Rice is one of the most widely grown crops in the world. It provides nearly one-fifth of calories worldwide and is planted on over 350 million acres worldwide and three million acres in the U.S. Since rice production emits methane, a potent greenhouse gas, it contributes disproportionately to climate change, emitting nearly 50% of global cropland greenhouse gas emissions. It also requires more water than most other commodity crops, exacerbating water scarcity in some areas. The environmental impact per unit of rice production is influenced by its yields, geographic conditions, as well as the technologies used in production. Studies in multiple countries ( China, Spain, Brazil and elsewhere) have found that organic rice production emits a similar or higher amount of greenhouse gas emissions per unit of rice compared to conventional production. This is largely because conventional production has higher yields, and so the methane emissions are spread across a greater amount of food. The Sustainable Gastronomy dinner highlights conventionally grown California rice. Typical California rice production involves plowing and laser-leveling the land, injecting nitrogen fertilizer into the soil, flooding the field, and planting seeds and applying pesticides by airplane. This use of sophisticated technology may appear energy intensive. Yet by efficiently using inputs and increasing yields – as much as 68% higher than organic production – the carbon footprint of conventional California rice is lower than in most parts of the world. Additionally, there is a state program to incentivize growers to adopt practices that further reduce their emissions. One trade-off is that California growers must heavily irrigate rice. Yet it is a surprisingly water-efficient crop. Although rice uses more water per acre than many other crops, it produces more calories per unit of water than many of California’s other top crops. This is partially due to the laser-leveling, which minimizes water losses, as well as the high yields and calorie-density of rice.

————

ACTIVITY LIST —
**1)** In the passage on rice, how much higher can conventional California rice yields be than organic production?
**2)** Extend the passage on rice with a new paragraph that picks up after its final sentence.
The records after this come from a different source.

DATA FOR ANALYSIS —
————

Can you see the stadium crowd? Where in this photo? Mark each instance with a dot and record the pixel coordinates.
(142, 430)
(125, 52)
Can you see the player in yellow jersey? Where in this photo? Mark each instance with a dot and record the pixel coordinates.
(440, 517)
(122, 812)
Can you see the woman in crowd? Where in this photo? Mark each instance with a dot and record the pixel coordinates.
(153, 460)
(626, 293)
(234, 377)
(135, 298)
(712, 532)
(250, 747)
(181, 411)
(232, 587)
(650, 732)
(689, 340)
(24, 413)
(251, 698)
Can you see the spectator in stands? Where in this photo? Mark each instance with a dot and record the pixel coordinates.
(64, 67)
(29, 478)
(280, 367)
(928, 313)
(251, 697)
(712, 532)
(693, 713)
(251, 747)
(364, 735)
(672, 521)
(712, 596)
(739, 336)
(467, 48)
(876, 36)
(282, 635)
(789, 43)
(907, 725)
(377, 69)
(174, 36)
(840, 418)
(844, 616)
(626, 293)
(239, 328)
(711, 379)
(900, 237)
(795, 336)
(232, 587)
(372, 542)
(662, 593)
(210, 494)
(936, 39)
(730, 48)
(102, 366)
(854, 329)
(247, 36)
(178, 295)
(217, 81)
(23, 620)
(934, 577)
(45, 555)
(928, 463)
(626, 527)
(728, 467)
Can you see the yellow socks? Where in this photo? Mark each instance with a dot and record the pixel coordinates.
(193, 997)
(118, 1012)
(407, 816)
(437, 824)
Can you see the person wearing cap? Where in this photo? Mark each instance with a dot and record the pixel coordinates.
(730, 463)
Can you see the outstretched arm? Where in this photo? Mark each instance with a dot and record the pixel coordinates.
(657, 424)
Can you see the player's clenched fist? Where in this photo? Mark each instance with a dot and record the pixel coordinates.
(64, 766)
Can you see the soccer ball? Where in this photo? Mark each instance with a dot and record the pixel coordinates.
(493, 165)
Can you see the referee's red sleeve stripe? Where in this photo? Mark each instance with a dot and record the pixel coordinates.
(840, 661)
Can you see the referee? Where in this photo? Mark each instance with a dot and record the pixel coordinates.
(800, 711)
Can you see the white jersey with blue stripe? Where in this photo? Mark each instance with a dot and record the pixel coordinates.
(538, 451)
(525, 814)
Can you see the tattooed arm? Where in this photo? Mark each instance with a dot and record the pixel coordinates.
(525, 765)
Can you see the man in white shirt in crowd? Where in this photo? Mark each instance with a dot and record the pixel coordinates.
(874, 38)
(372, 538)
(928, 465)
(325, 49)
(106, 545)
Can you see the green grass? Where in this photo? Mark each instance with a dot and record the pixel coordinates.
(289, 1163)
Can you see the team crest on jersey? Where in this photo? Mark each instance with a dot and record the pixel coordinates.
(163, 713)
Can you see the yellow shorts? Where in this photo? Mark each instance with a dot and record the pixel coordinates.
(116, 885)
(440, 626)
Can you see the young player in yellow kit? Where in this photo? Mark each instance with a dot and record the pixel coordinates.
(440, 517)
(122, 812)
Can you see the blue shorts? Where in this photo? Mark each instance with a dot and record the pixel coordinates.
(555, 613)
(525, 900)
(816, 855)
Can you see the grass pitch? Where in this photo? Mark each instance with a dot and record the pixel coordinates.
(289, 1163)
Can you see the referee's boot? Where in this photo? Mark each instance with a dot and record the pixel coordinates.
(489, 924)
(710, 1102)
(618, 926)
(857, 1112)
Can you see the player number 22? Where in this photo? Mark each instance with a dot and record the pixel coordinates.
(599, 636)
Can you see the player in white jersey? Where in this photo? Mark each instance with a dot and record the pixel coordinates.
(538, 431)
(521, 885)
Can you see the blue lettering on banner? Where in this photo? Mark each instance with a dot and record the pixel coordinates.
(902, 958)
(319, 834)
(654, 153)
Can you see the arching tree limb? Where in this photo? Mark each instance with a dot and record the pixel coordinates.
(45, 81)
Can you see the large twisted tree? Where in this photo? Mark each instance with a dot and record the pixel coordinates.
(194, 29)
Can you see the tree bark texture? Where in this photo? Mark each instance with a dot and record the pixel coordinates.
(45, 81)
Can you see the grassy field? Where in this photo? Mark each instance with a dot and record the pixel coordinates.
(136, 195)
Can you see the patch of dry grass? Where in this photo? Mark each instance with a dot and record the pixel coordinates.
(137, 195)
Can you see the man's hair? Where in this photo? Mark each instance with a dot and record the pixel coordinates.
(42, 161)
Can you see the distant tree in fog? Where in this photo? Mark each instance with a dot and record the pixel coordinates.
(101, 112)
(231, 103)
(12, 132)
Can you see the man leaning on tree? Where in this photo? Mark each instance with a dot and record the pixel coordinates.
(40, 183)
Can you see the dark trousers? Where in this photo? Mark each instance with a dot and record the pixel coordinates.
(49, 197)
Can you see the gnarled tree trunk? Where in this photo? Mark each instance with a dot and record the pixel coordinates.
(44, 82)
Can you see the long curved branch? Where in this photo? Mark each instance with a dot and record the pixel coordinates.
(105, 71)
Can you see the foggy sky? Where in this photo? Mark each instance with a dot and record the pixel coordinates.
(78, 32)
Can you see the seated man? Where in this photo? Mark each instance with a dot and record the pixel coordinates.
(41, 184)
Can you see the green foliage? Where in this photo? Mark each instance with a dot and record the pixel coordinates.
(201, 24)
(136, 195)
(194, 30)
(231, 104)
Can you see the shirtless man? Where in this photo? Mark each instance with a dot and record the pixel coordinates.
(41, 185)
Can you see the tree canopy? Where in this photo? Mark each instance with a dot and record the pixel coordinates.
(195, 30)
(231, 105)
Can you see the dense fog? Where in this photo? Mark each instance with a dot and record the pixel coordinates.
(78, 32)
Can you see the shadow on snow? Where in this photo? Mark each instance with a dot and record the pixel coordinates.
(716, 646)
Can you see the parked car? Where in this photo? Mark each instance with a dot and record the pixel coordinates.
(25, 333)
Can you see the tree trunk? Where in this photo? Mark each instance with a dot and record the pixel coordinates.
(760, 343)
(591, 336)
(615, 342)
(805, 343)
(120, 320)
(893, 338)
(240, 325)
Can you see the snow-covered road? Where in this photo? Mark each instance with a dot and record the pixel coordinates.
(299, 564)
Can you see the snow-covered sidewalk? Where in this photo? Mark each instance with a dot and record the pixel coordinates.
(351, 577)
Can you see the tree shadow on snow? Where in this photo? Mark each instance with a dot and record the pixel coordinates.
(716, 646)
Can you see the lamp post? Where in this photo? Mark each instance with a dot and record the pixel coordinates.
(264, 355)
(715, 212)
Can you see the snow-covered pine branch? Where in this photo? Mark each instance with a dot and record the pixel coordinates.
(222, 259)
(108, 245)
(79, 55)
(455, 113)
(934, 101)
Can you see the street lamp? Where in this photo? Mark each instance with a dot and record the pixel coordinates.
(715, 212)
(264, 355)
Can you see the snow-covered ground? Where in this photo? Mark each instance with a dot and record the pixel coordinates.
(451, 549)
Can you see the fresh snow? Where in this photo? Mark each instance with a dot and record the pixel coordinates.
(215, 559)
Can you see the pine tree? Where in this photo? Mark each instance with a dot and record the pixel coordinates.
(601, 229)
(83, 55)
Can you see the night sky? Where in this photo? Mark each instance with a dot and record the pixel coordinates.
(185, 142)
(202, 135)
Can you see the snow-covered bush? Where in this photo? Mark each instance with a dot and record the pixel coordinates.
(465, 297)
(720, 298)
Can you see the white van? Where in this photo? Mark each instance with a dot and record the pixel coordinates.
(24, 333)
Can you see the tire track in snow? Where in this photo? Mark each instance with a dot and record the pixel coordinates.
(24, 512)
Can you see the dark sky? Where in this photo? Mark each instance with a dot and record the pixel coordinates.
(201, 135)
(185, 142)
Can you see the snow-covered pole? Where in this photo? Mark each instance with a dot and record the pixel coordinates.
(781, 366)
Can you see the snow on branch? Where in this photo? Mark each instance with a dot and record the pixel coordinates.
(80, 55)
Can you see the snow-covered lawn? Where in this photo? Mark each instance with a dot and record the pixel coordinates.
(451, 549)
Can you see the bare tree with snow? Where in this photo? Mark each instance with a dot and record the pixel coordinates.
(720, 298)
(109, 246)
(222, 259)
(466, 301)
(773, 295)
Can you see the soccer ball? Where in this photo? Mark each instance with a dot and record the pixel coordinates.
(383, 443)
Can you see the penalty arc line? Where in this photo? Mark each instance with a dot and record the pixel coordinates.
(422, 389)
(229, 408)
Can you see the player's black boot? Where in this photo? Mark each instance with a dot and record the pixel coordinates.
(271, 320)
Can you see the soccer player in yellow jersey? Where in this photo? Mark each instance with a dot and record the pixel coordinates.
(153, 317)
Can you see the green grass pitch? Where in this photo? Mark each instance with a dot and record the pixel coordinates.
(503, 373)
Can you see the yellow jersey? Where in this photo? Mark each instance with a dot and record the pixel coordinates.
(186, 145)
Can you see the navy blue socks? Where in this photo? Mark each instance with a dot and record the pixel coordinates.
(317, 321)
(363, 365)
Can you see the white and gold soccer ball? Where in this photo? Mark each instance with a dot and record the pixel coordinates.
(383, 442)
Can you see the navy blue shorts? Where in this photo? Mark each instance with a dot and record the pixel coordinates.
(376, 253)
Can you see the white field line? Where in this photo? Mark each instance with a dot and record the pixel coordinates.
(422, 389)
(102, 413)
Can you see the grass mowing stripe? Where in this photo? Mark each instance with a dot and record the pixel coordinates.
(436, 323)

————

ANSWERS TO THE TASKS —
**1)** As much as 68% higher.

**2)**
 

Non-Browning Apples


Each year nearly one third of global food production and a similar proportion of U.S. food is never eaten. Wasted food generates about 9% of global greenhouse gas emissions, in part due to methane emissions from decomposing food. Additionally, up to one-fifth of the world’s fertilizer, freshwater and cropland use is used for food that is wasted or otherwise lost. Consumers throw out up to 25% of apples, the most widely eaten fruit in the U.S., often for aesthetic reasons, and up to 40% of apples may be lost throughout the entire supply chain, mostly due to bruising and browning. The Sustainable Gastronomy dinner features the Golden Arctic Apple, a variety of Golden Delicious that browns and bruises less. The apple was originally developed through biotechnology by a small Canadian company, Okanagan Specialty Fruits. Using a technique called RNA interference, or gene silencing, they reduced the activity of the enzyme in the apple that leads to browning. By eliminating superficial bruising and browning, the Arctic Apple holds the potential to dramatically reduce consumer food waste once it enters the market this year.